[Stored data entries]
○ ○ ○ ○ ○ ○ ○

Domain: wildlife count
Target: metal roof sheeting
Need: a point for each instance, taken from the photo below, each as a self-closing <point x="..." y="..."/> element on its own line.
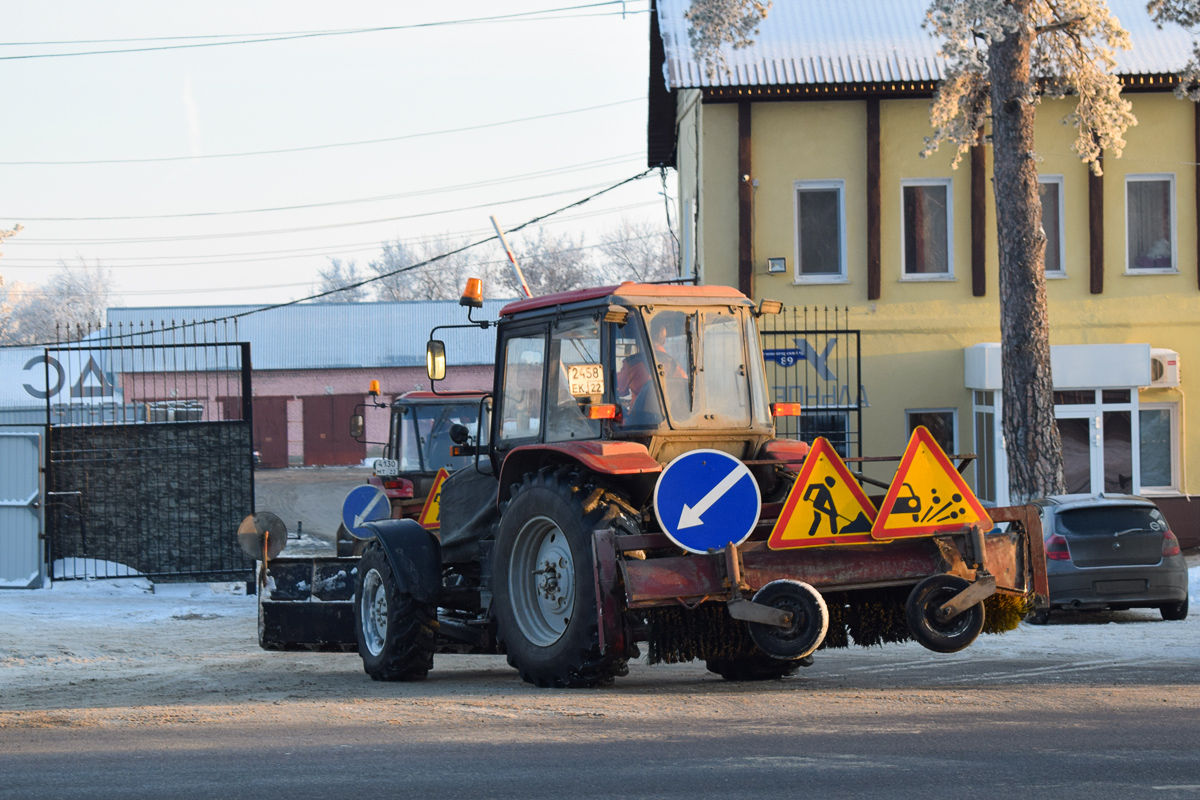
<point x="871" y="41"/>
<point x="330" y="336"/>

○ ○ ○ ○ ○ ○ ○

**To do:**
No pictures belong in the output. It should reproduce exactly the lines from the one containing "Target: metal roof sheeting" through the end of the data, both ends included.

**Your solution:**
Target: metal roof sheeting
Need: a point for each instance, taken from the photo below, each as a self-closing <point x="..." y="..."/> element on its own line.
<point x="871" y="41"/>
<point x="330" y="336"/>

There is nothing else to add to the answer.